START Given records

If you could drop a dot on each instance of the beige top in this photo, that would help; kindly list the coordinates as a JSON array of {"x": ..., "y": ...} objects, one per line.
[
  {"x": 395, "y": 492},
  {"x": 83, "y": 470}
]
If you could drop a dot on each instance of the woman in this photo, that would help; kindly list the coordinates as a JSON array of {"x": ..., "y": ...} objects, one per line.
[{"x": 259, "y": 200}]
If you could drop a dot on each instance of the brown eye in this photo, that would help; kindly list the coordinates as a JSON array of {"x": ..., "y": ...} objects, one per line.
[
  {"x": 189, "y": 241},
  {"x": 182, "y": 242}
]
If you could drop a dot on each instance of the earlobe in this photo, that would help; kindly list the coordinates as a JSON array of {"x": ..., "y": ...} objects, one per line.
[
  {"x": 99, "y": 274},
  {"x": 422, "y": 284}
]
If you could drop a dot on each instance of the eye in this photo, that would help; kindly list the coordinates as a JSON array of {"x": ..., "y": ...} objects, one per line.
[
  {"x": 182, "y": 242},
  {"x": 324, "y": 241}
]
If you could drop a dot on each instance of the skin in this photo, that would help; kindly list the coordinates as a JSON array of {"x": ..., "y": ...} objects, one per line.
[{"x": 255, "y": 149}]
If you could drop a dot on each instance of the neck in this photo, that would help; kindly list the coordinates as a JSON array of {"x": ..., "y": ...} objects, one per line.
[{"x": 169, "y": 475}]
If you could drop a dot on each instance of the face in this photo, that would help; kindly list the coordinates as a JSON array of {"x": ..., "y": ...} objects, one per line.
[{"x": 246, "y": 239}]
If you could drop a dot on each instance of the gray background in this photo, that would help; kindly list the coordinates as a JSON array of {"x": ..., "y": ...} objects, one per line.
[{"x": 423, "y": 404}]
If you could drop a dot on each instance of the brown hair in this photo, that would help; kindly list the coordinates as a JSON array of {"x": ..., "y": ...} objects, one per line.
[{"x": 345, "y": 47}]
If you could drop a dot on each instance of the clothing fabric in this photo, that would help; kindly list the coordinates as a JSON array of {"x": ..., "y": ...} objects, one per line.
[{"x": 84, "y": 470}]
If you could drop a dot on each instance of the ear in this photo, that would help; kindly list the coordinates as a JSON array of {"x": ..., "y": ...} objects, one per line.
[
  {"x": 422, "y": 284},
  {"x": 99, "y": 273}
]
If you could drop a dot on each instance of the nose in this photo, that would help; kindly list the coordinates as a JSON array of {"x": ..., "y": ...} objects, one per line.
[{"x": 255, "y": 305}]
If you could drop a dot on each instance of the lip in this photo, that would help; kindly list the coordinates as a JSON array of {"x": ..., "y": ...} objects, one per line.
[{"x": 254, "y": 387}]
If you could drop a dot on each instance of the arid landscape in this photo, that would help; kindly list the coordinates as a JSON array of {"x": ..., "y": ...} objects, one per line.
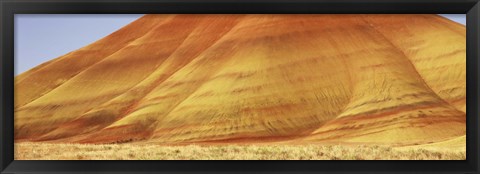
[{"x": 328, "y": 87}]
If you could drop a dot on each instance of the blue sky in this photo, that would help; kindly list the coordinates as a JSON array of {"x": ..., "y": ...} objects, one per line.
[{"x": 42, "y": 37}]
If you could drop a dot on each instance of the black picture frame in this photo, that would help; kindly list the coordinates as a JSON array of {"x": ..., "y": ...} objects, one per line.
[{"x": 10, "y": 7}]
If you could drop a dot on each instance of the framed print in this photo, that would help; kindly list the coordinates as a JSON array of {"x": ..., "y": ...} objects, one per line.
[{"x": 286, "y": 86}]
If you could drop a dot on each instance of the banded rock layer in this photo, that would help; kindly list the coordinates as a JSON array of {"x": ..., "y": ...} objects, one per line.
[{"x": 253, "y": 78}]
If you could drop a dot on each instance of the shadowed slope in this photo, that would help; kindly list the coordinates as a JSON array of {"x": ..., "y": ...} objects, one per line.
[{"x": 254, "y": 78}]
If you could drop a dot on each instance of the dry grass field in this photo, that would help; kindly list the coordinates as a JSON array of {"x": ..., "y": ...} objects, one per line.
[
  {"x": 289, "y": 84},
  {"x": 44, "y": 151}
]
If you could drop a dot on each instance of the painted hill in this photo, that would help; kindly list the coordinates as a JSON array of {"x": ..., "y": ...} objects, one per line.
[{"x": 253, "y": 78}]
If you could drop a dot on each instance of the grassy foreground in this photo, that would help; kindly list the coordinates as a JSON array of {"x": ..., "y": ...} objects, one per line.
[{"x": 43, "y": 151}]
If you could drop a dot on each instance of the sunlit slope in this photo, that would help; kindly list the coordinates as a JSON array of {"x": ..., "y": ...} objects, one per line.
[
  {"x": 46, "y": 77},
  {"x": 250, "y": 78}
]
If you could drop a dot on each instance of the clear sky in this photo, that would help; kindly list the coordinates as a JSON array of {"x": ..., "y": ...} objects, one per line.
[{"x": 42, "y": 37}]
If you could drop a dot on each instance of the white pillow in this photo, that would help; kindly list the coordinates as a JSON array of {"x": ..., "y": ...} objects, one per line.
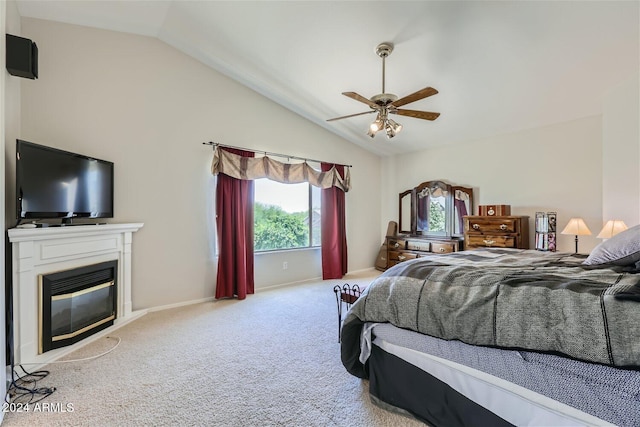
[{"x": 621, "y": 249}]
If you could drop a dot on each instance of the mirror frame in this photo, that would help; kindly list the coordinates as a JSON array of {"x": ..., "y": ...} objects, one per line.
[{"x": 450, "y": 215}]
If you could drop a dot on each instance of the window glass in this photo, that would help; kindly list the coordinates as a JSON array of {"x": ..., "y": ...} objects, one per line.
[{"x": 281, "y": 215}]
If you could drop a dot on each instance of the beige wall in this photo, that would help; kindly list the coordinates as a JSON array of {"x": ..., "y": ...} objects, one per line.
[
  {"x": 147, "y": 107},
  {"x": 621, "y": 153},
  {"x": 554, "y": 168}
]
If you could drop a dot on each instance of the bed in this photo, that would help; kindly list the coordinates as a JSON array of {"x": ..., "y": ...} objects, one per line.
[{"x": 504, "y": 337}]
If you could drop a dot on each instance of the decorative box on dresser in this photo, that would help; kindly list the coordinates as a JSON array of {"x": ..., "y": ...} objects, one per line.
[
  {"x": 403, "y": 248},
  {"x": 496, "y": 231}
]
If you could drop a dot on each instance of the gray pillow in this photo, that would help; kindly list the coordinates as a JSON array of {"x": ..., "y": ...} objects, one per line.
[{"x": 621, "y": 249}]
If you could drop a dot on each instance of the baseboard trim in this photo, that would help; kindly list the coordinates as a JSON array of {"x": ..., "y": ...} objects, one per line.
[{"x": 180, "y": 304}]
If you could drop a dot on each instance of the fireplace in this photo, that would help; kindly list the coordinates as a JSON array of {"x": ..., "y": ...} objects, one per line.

END Given records
START Given records

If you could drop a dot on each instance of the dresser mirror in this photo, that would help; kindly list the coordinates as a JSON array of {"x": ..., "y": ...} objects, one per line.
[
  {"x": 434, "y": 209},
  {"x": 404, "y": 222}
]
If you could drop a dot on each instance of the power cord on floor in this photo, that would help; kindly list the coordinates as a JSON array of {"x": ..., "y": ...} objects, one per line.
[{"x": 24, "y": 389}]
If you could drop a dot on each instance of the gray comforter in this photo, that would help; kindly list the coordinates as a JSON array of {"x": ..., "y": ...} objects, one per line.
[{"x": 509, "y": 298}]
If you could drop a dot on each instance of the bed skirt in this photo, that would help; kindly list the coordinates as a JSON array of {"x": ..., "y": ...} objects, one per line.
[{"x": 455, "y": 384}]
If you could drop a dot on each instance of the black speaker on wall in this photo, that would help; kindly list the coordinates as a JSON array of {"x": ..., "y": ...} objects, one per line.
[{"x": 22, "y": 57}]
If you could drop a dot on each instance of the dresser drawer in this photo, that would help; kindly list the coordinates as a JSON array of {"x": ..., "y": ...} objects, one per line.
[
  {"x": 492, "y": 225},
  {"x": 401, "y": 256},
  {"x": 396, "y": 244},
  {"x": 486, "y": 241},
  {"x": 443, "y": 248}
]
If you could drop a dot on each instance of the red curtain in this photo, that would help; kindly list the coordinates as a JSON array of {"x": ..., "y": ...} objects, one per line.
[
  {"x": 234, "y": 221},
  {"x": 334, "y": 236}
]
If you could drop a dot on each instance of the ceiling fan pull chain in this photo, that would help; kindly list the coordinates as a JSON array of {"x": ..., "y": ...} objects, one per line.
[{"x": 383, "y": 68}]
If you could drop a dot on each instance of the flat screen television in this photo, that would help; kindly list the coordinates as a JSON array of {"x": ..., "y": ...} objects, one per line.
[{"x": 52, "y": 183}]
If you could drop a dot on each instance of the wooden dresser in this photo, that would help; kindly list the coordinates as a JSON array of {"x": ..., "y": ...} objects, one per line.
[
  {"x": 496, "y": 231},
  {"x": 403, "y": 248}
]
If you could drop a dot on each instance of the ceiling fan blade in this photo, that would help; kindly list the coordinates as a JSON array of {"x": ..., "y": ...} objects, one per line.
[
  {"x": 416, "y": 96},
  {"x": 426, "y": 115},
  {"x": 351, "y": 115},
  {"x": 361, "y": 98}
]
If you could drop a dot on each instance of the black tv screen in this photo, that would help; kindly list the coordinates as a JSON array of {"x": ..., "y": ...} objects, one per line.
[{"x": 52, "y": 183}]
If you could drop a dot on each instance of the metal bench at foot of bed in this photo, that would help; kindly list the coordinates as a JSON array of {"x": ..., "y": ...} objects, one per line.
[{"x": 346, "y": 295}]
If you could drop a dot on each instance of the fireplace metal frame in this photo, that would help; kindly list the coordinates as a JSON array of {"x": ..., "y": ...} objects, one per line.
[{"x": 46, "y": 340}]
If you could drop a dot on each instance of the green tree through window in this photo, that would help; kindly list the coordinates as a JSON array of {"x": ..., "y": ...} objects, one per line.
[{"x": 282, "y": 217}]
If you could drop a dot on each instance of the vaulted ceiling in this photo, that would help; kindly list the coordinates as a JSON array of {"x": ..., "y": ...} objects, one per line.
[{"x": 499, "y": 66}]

END Given records
START Given records

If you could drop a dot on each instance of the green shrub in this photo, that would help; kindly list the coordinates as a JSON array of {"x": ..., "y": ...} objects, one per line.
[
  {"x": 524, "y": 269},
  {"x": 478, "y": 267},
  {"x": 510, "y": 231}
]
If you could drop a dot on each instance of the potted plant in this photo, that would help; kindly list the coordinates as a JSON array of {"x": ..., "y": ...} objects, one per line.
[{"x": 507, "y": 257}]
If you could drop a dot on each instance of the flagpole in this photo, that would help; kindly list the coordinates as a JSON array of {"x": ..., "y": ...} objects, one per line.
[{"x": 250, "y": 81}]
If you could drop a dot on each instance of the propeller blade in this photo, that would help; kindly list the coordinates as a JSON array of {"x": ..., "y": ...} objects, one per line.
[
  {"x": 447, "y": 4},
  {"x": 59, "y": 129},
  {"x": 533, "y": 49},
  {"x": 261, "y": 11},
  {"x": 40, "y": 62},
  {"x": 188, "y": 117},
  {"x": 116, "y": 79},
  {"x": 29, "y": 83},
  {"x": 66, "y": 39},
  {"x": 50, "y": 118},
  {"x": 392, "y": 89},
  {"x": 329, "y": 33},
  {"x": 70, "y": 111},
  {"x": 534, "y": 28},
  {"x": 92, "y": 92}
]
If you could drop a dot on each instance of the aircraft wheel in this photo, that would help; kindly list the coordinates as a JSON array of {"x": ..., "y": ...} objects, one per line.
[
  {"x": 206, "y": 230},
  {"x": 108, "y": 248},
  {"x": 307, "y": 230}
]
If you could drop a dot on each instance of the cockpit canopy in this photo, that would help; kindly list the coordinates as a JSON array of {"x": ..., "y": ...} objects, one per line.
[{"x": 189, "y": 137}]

END Given records

▶ _Exercise requirements_: Copy exactly the stretch of data above from the line with "of the baseboard" through the line with "the fireplace in", and omit all other lines.

▶ _Answer section_:
If you could drop a dot on each instance of the baseboard trim in this photo, that would help; kindly list the coordinates as a JSON array of {"x": ..., "y": ...} objects, one per line.
[{"x": 180, "y": 304}]
If you could drop a dot on each instance of the fireplace in this photo, that would help; kindly list the coordinates as a JSON array of {"x": ..., "y": ...} objects, one per line.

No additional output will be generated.